Location identification records
+===+

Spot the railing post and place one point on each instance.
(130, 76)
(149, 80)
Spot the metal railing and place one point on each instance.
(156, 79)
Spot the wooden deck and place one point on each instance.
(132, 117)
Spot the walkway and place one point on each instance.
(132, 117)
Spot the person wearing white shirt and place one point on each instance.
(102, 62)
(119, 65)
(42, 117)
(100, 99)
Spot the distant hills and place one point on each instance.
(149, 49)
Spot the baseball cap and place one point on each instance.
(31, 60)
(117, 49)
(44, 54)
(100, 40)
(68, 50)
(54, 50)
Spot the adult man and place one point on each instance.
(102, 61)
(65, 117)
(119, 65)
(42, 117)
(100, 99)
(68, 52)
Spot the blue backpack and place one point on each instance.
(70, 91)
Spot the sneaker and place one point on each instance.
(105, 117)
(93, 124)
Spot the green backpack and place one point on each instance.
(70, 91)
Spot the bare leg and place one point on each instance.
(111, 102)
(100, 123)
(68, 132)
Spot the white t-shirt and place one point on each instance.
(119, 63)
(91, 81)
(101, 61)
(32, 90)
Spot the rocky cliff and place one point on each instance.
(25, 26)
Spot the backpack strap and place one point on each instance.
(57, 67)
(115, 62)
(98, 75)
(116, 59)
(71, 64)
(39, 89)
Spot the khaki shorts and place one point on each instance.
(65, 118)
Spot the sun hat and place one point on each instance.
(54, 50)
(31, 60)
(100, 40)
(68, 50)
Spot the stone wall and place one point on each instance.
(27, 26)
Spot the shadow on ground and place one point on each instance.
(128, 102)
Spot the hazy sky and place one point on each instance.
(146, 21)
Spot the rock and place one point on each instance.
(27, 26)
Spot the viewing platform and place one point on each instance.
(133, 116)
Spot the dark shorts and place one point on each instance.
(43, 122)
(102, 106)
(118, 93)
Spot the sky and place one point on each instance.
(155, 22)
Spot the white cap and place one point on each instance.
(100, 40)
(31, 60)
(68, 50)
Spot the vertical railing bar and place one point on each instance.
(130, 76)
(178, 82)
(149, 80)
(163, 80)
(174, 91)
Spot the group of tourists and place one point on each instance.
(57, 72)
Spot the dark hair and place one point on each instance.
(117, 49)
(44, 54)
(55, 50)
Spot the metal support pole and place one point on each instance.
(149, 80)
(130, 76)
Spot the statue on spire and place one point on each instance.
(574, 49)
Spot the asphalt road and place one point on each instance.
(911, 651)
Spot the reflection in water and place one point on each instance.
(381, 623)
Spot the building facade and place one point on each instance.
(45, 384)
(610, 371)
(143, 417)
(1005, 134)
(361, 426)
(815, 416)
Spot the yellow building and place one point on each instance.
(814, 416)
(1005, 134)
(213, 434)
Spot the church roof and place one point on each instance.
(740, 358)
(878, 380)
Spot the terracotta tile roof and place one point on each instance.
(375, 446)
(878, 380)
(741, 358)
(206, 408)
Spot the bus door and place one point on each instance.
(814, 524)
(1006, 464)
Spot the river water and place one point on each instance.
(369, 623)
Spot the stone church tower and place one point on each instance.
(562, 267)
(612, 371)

+===+

> _Objective_:
Rewrite every line of the records above as a numbered list, skipping any blank lines.

> _Response for this exercise_:
1. Spot the railing post and place one point on each instance.
2. (130, 76)
3. (149, 80)
4. Spot the metal railing and place one point on each instance.
5. (156, 79)
6. Spot the wooden deck and place one point on each instance.
7. (132, 117)
8. Spot the walkway and place one point on each instance.
9. (132, 117)
10. Spot the person wearing white shirt and place one point on each instance.
11. (102, 62)
12. (119, 65)
13. (42, 117)
14. (100, 99)
15. Spot the distant hills and place one point on each instance.
16. (149, 49)
17. Spot the baseball cap and place one point on each instance.
18. (31, 60)
19. (117, 49)
20. (44, 54)
21. (100, 40)
22. (68, 50)
23. (54, 50)
24. Spot the adult man and place one point on each instance.
25. (102, 61)
26. (65, 117)
27. (119, 65)
28. (42, 117)
29. (100, 99)
30. (68, 52)
31. Spot the blue backpack and place one point on each instance.
32. (70, 91)
33. Spot the sneaker and place one point on each instance.
34. (105, 117)
35. (93, 124)
36. Spot the green backpack and place one point on each instance.
37. (70, 91)
38. Spot the bare leg and place one point on each instance.
39. (111, 102)
40. (100, 123)
41. (68, 132)
42. Spot the white t-shirt and place one point on each instance.
43. (119, 63)
44. (91, 81)
45. (101, 61)
46. (32, 90)
47. Spot the rocky cliff and place one point on each instance.
48. (25, 26)
49. Spot the backpack strap and place one point on each instance.
50. (57, 67)
51. (115, 62)
52. (98, 75)
53. (116, 59)
54. (71, 64)
55. (39, 89)
56. Spot the khaki shorts and place one point on each instance.
57. (65, 118)
58. Spot the sun hat and place one point on each instance.
59. (54, 50)
60. (31, 60)
61. (100, 40)
62. (68, 50)
63. Spot the stone wall and place one point on each instance.
64. (27, 26)
65. Spot the shadow on ground and place one point on each instance.
66. (128, 102)
67. Spot the hazy sky and place one point on each instance.
68. (146, 21)
69. Spot the rock and place one point on each instance.
70. (27, 26)
71. Spot the viewing platform and place one point on each instance.
72. (133, 116)
73. Spot the dark shorts and place one point on each instance.
74. (43, 122)
75. (102, 106)
76. (118, 93)
77. Spot the sky and place one point on each instance.
78. (155, 22)
79. Spot the white cap and place one point on each instance.
80. (100, 40)
81. (31, 60)
82. (68, 50)
83. Spot the vertical railing bar and place one point on each instance.
84. (130, 76)
85. (178, 82)
86. (149, 80)
87. (163, 80)
88. (174, 91)
89. Spot the group of tourists and place one point on each instance.
90. (57, 72)
91. Spot the dark hair and place one point on each instance.
92. (117, 49)
93. (44, 54)
94. (55, 50)
95. Spot the metal support pole and place one point on each instance.
96. (149, 80)
97. (130, 76)
98. Spot the statue on spire and place one point on each instance.
99. (574, 49)
100. Spot the asphalt road and place one point on each instance.
101. (911, 651)
102. Spot the reflection in water and place one point on each instance.
103. (381, 623)
104. Spot the building facade and place one point on each instance.
105. (45, 384)
106. (610, 371)
107. (143, 417)
108. (1005, 134)
109. (361, 426)
110. (815, 416)
111. Spot the yellow building and place one point on each instance.
112. (814, 416)
113. (1005, 134)
114. (213, 434)
115. Spot the church roof and place one point on each instance.
116. (740, 358)
117. (878, 380)
118. Spot the terracotta tile roof and place one point on each instance.
119. (375, 446)
120. (878, 380)
121. (741, 358)
122. (206, 408)
123. Spot the bus door and place one point on each instance.
124. (814, 524)
125. (1006, 464)
126. Spot the river water and place one point on each instance.
127. (369, 623)
128. Spot the stone church tower and place one point on each instance.
129. (562, 267)
130. (612, 371)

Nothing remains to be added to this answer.